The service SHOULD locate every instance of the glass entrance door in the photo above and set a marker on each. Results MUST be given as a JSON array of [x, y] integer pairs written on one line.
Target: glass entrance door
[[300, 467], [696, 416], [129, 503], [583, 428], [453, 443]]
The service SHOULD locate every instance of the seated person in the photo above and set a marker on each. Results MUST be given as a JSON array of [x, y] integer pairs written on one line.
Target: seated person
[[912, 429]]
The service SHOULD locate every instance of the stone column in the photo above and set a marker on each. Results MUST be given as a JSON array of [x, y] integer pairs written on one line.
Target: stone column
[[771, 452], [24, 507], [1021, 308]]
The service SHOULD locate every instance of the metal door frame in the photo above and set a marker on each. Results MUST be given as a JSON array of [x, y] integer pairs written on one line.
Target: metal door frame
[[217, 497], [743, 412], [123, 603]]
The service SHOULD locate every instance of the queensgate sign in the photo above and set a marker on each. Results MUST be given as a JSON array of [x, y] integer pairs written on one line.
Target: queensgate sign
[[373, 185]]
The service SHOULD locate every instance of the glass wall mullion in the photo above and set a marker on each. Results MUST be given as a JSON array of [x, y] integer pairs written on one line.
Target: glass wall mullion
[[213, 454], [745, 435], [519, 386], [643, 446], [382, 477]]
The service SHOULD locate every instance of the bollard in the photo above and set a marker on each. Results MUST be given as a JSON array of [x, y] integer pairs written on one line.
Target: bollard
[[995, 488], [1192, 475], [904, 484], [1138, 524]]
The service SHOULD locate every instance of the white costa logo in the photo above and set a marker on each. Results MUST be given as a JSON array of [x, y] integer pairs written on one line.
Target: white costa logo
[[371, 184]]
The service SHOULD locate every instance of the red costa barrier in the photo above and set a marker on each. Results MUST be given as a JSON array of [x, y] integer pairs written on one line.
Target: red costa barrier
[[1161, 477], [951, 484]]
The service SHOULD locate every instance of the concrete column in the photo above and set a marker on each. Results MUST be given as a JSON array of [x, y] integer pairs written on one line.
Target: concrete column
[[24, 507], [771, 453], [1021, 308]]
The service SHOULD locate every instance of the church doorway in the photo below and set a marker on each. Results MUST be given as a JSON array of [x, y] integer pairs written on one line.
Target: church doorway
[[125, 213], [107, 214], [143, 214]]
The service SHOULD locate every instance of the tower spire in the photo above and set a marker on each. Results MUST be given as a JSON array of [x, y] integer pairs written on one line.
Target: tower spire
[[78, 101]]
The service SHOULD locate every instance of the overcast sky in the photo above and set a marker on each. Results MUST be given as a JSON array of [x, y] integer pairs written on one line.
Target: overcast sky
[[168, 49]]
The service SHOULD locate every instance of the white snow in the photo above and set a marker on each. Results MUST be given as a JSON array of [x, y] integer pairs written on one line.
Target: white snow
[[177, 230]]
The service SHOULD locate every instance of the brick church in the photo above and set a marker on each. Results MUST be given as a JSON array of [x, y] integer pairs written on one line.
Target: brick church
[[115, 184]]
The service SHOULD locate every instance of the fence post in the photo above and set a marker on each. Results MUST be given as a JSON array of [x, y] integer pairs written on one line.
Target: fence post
········
- What the task asks -
There is a line above that contains "The service SHOULD locate every instance of the tower". Copy it and all later lines through the last, exactly, and leave out the rest.

- Written solution -
The service SHOULD locate every instance of the tower spire in the photo above and set a marker on each. Results MUST be given as a JSON array of [x, y] integer pairs written on one line.
Target: tower spire
[[78, 101]]
The service SHOULD locate every instance of the overcast sky in the photo above and set a marker on each. Results MUST be given as a JSON array of [x, y] integer pairs written on one line.
Target: overcast sky
[[168, 49]]
The service SHOULD locate every instance of the white snow in the photo above and set a marker on each. Results MUST be given as a JSON array of [x, y] integer pairs written on one line.
Target: white snow
[[177, 230]]
The service SHOULD locate every instance of the brick church in the photo above and set a marker on each. Results MUST be given as a JSON array of [x, y] integer pairs written on one line.
Target: brick church
[[115, 184]]
The service SHOULD locate every instance of the fence post in the photo above and set a marker on each. Results MUST be given as a JSON array of [x, y] integer pairs written on one line.
Target: fence post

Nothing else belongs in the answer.